### Text segment

We are through penetration, through winning new accounts, through -- in some cases, knocking down competition, getting penetration there, and through new products like Filtrete and [Command] and we continue to do that.
It seems to be working okay for now, Steve.
So I'm not -- I'm not negative on that business, but it will require the same -- the execution of the same old 3M formula.
A lot of innovation.
A lot of new products into the channel to make sure that we -- we remain stable in that business.
- Analyst
Okay.
I just want to go to the other capacity that -- all the capacity that's coming online, eight or nine plants that you are adding in the next two quarters, how comfortable that you are not adding this into this global slowdown that many are anticipating?
- CEO
Well, first of all, the vast majority of the capacity, Steve, is coming on stream overseas.
- Analyst
Yes.
Yes.
- CEO
And the plants are arranged in such a ways that you build a box, and you only put enough product machinery in those plants that are appropriate to current levels of demand and then you obviously add to them as the demand increases.
So you don't necessarily carry all the burden of an unfilled plant.
But as a practical matter, Steve, the reality is, when you have a plant that takes two years and you have a market that changes in six months, you have no choice but to sometimes build ahead and try to plan in a scalable manner as you add capacity.
And even if there're temporary dips in the U.S.

######

#### [Request]
Transcribe the earnings call excerpt word for word, starting at "It seems to" and ending at "the demand increases.".

### Listed records

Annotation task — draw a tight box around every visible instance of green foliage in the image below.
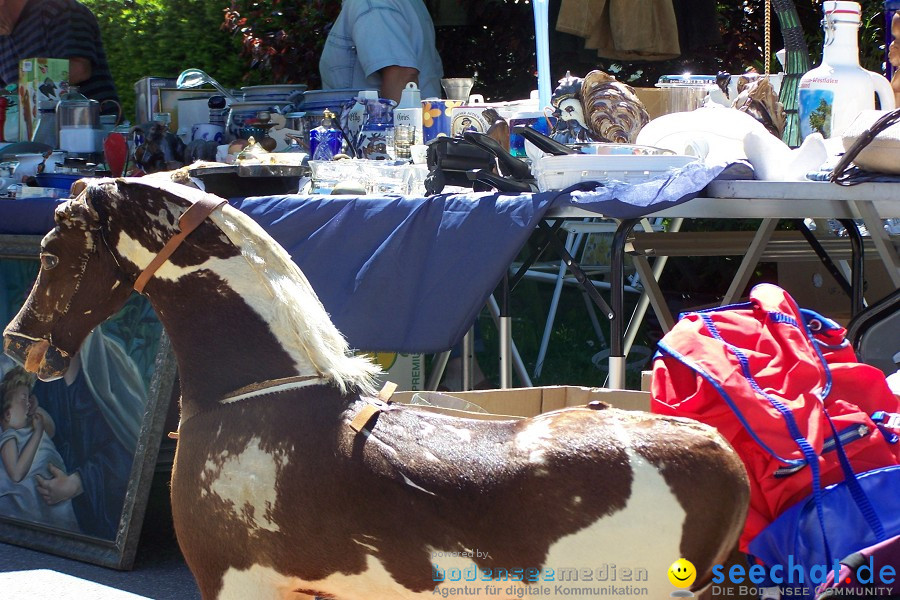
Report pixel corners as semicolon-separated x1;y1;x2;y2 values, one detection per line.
224;0;341;89
83;0;245;119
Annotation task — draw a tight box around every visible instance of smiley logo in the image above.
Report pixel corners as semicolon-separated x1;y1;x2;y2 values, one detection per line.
668;558;697;588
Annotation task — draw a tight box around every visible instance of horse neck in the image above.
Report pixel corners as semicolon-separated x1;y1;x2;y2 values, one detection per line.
148;270;317;410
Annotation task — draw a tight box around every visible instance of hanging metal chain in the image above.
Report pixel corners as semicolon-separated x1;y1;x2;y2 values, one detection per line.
764;0;772;77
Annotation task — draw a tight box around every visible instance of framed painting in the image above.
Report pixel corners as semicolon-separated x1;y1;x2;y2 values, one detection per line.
0;235;175;569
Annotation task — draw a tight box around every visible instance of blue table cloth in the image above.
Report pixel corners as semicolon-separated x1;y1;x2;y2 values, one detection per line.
0;163;734;352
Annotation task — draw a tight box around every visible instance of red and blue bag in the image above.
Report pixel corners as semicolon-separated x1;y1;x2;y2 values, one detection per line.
651;284;900;564
816;535;900;600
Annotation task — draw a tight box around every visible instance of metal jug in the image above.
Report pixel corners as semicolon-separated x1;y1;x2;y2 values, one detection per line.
56;88;100;152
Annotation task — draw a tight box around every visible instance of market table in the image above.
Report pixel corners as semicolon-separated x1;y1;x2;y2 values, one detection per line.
545;180;900;387
0;165;900;387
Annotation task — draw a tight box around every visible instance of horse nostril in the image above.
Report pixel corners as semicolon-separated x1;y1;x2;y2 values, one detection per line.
3;333;32;365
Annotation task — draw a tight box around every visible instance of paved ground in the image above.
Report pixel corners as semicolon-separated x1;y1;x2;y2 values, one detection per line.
0;476;200;600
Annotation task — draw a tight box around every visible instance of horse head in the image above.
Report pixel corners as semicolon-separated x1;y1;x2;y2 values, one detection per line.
3;182;131;381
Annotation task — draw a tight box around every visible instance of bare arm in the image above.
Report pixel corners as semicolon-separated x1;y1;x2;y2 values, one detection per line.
34;406;56;438
0;414;44;483
379;65;419;102
69;58;92;85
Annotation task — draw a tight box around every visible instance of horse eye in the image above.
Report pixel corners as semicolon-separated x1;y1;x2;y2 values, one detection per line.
41;252;59;271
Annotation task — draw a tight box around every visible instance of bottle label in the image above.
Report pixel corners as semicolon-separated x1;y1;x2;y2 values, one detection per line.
798;88;834;138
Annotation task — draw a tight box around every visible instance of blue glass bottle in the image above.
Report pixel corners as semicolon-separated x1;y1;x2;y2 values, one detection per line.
309;108;344;160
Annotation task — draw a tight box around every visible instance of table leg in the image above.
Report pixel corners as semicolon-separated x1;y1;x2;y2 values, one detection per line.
722;218;778;306
624;217;684;346
850;201;900;287
425;350;450;392
499;274;512;390
488;294;533;387
609;219;640;389
462;328;475;392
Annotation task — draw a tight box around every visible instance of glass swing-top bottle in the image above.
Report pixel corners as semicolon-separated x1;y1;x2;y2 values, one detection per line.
799;1;894;138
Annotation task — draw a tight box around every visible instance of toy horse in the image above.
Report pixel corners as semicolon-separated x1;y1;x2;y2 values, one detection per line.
4;179;748;600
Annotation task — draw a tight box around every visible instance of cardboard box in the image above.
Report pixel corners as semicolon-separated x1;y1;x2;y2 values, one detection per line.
19;58;69;141
391;385;650;417
778;254;894;325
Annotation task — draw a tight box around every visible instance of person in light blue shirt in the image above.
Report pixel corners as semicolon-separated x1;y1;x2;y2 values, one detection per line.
319;0;444;102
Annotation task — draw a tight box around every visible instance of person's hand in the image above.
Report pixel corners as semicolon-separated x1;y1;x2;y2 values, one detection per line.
34;464;84;505
31;412;44;435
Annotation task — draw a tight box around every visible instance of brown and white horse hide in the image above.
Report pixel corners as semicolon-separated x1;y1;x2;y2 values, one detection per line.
4;179;748;600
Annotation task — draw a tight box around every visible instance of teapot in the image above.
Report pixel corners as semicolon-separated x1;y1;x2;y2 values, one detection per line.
56;87;121;153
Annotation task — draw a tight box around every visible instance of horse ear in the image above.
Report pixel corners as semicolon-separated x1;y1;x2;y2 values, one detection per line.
53;190;100;231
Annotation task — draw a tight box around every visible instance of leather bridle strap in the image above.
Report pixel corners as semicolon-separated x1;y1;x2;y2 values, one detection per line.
134;195;227;294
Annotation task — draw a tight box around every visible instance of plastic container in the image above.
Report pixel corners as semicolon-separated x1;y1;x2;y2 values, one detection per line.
394;81;422;144
532;154;697;192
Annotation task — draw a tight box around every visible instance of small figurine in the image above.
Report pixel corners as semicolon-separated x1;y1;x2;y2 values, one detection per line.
134;121;184;173
731;73;787;139
550;71;596;144
550;70;650;144
581;70;650;144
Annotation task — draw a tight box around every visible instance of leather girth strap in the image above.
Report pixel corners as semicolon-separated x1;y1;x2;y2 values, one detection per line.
134;195;227;294
350;381;397;433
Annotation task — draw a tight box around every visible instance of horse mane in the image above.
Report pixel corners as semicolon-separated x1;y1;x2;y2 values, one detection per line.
210;205;380;394
99;178;381;395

######

#### [Written reply]
It seems to be working okay for now, Steve.
So I'm not -- I'm not negative on that business, but it will require the same -- the execution of the same old 3M formula.
A lot of innovation.
A lot of new products into the channel to make sure that we -- we remain stable in that business.
- Analyst
Okay.
I just want to go to the other capacity that -- all the capacity that's coming online, eight or nine plants that you are adding in the next two quarters, how comfortable that you are not adding this into this global slowdown that many are anticipating?
- CEO
Well, first of all, the vast majority of the capacity, Steve, is coming on stream overseas.
- Analyst
Yes.
Yes.
- CEO
And the plants are arranged in such a ways that you build a box, and you only put enough product machinery in those plants that are appropriate to current levels of demand and then you obviously add to them as the demand increases.